# READING TEXT
═══

Improving User Experience For More Conversions
Most businesses focus the majority of their marketing efforts on trying to drive more traffic to their website. Which makes sense, because it’s arguably your most important online asset.
But driving traffic alone, although an important strategy, will all be in vain if your website user experience isn’t optimised. You want to increase the chances of your website visitors converting for your desired action for each page they land on.
Factors that contribute to website user experience
Improving website user experience involves optimising your website to ensure that the experience of your visitors is as meaningful and valuable as possible.
Elements that show you offer a good user experience include:
- Usefulness — Does your website satisfy visitor’s requirements and is the content/product/service of sufficient value to make their time spent on your website worthwhile?
- Interest — Does your website capture visitor’s interest sufficiently?
- Navigation — Is your website easy to navigate and find things with the minimum number of clicks?
- Credibility — Does your brand, identity, content, and/or service build trust and belief of the user?
- Optimisation — Is your website fast, reliable and efficient?
- Accessibility — Can people with disabilities access your website?
Website User Experience – Good vs Bad
To give your website visitors a meaningful and valuable experience on your website, you need to have a deep understanding of your website’s users. You need to know what they need, what they value, their abilities, and also their limitations
Once you understand this, you can then design an experience that provides them with what they are looking for, with the minimum amount of friction.
The aim is to have more of the good and none of the bad from this list:
How To Improve Website User Experience
So by now, you’ve realised you have some room for improvement, and want to provide a better user experience on your website. Below are five clear tips to start with that we implement on clients’ websites to result in more conversions and give visitors a much better experience.
1. Purposefully Design Your Website User Experience
Your website design is super important. It plays a big role in capturing and holding your visitor’s interest, as well as building credibility and trust in your business.
The look and feel of your website should be designed with your ideal customer in mind. Your branding, colour scheme, content and images should speak to your ideal customer in a way that it becomes clearly evident that the website is talking directly to them.
There are also some important factors that need to be incorporated into your design to help improve user experience no matter who your ideal customer is. They include designing for mobile first, having the website scanners in mind, and designing with accessibility in mind.
Design for the mobile first
Website mobile usage outstrips desktop usage for most businesses these days, so it makes sense to ensure that you are providing an optimal mobile website user experience. The easiest way to achieve this is to ensure that you are using a mobile responsive theme.
Simple, clean designs are best, with a good balance of visual and textual content, incorporating the use of sufficient white space for visual appeal and user comfort.
Have the scanners in mind
Your website, and especially your home page, should be designed to attract the attention of scanners. That means providing one idea per section (or screen) and incorporating a ‘screen stopper’ into each section.
This can be achieved by incorporating:
- Plenty of headings
- Keeping paragraphs short
- Using bulleted lists (like this one)
- Highlighting key terms
- Bolding important text
- Being consistent with your styling of links, buttons, borders and backgrounds (set up global styles to assist with this)

═══

# DIRECTIVE A
In the user experience article, what is named as the easiest way to provide an optimal mobile website experience?

═══

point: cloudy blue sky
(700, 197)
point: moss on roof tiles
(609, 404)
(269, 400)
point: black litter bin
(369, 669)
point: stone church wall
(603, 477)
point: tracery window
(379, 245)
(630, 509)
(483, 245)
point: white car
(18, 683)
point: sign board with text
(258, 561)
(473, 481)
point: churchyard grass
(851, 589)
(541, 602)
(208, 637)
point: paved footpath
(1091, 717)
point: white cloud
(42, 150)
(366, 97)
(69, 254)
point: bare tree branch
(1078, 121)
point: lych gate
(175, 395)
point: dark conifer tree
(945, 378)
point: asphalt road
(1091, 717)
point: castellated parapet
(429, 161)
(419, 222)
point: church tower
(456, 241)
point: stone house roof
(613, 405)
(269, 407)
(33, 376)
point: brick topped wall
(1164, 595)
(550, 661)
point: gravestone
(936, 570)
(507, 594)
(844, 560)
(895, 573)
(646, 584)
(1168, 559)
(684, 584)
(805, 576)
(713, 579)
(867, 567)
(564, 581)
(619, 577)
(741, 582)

═══

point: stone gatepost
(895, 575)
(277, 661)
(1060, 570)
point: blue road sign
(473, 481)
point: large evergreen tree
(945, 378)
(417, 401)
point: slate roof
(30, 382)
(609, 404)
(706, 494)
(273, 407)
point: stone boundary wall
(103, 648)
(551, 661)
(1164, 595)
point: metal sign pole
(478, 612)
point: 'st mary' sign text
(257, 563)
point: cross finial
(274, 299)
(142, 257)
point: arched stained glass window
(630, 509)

═══

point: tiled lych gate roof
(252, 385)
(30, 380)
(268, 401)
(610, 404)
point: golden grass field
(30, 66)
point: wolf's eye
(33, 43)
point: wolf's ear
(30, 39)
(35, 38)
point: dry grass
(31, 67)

═══

# DIRECTIVE B
List every line of the listing that contains the string "blue", counting case.

# WRITTEN REPLY A
Using a mobile responsive theme.

# WRITTEN REPLY B
point: cloudy blue sky
point: blue road sign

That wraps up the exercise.